• Exercise requirements
Write out each line of the records that has "dark" in it.

[[ Stored data open ]]

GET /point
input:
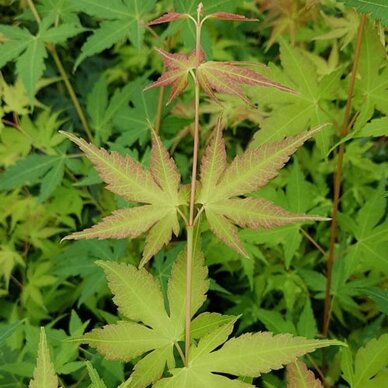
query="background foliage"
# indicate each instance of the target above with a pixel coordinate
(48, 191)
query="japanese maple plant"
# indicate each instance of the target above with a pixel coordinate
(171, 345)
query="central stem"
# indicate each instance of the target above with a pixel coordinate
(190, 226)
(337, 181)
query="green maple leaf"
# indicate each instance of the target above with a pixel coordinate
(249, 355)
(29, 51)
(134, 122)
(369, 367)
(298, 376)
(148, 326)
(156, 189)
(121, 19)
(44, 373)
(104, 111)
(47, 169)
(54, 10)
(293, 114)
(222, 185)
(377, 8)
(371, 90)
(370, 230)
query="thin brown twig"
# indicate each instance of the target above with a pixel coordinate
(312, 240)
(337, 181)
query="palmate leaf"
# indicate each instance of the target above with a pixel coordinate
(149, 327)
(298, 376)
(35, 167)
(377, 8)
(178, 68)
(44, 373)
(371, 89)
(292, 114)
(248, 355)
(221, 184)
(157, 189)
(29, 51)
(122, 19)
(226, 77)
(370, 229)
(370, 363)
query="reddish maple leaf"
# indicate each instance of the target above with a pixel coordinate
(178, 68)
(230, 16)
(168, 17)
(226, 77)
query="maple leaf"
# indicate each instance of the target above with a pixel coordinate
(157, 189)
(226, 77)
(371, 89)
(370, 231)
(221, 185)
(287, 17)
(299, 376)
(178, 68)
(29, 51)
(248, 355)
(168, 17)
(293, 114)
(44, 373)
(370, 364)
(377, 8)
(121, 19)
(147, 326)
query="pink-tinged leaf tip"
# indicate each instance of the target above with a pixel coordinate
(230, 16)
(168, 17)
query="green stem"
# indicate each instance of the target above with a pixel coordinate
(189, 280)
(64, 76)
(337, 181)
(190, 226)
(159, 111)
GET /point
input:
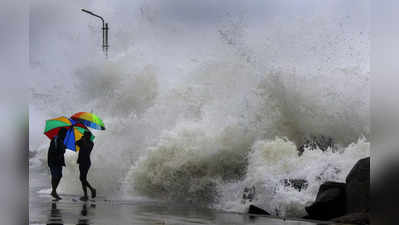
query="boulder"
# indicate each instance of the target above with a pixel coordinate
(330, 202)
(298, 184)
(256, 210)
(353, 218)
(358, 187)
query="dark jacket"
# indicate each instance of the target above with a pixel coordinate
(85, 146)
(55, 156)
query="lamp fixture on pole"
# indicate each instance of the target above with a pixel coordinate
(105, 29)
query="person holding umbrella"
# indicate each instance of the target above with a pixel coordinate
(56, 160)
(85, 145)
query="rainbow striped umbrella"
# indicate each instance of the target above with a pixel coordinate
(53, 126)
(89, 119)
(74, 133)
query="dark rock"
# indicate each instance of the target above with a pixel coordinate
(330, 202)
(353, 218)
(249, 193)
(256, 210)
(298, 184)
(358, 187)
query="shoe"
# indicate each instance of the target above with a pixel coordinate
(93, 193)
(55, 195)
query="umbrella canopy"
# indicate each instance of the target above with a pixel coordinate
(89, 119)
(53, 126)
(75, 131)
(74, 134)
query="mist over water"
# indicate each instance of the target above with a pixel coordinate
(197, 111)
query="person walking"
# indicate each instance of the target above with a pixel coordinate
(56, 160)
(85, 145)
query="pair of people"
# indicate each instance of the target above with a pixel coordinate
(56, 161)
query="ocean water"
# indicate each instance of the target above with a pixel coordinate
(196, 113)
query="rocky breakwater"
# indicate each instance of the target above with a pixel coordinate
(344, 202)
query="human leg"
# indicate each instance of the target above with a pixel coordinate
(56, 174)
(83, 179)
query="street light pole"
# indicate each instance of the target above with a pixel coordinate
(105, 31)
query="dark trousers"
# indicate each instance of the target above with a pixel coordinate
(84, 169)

[[ Stored data closed ]]

• Task answer
query="dark jacket"
query="dark rock"
query="dark trousers"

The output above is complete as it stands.